▶ _DOCUMENT_:
How to Give Feedback 💛
How to empower your teammates and build trust by giving feedback the right way.
Feedback is one of the most used words in business, and also one of the most literal.
If you look it up in a dictionary, feedback occurs when the outputs of a system are routed back as inputs. So the system literally feeds back into itself.
The simplest systems to include mechanical feedback were invented in Egypt more than 2000 years ago, and were basically ancestors of modern float valves. The first adoption of the word feedback, instead, is attributed to Nobel laureate Karl Ferdinand Braun, who used it in some early 1900s papers around electronic circuits.
Feedback today can refer either to systems or people. They both receive feedback to assess their performance and make it better over time.
As managers, it’s on us to create this loop for our reports. It’s our responsibility to clearly articulate what is expected of them, what is working well, and what they can do differently instead.
Giving feedback, though, it’s hard.

▶ _DATA LINES_:
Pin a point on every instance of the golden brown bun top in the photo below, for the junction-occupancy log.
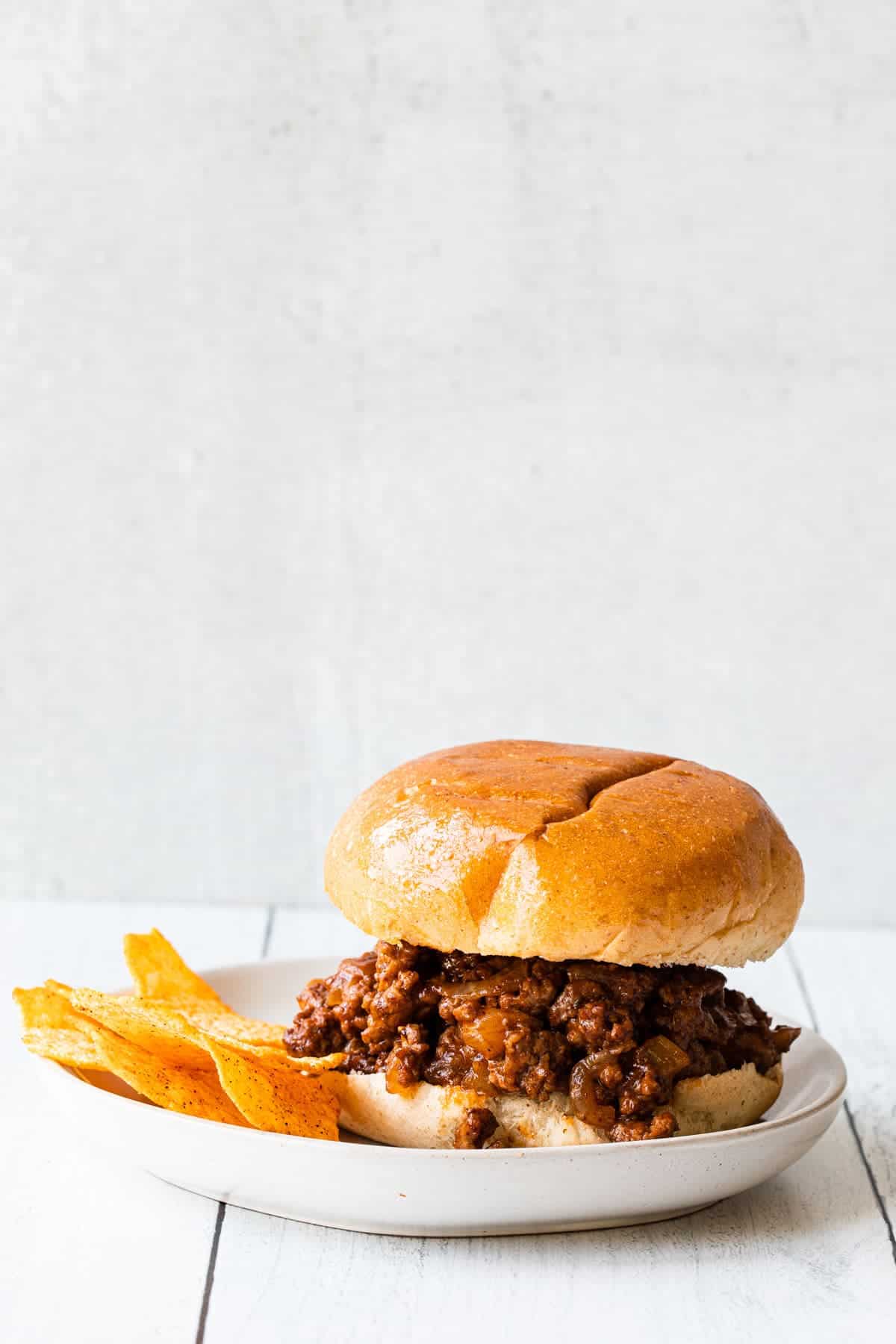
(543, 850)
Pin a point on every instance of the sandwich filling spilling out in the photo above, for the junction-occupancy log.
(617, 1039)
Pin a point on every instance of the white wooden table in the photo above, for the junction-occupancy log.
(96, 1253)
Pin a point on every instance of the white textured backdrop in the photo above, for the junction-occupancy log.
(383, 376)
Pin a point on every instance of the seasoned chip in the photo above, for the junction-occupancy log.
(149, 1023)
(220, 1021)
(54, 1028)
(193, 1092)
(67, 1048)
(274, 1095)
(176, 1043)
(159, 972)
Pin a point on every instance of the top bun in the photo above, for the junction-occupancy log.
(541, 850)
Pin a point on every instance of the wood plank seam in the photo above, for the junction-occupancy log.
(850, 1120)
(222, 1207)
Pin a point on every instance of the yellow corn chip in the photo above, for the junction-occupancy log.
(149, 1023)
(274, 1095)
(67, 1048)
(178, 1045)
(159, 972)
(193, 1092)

▶ _OBJECTIVE_: From the piece on giving feedback, write out the passage that begins at the words "Feedback today can" and stops after the words "though, it’s hard.".

▶ _EXERCISE SOLUTION_:
Feedback today can refer either to systems or people. They both receive feedback to assess their performance and make it better over time.
As managers, it’s on us to create this loop for our reports. It’s our responsibility to clearly articulate what is expected of them, what is working well, and what they can do differently instead.
Giving feedback, though, it’s hard.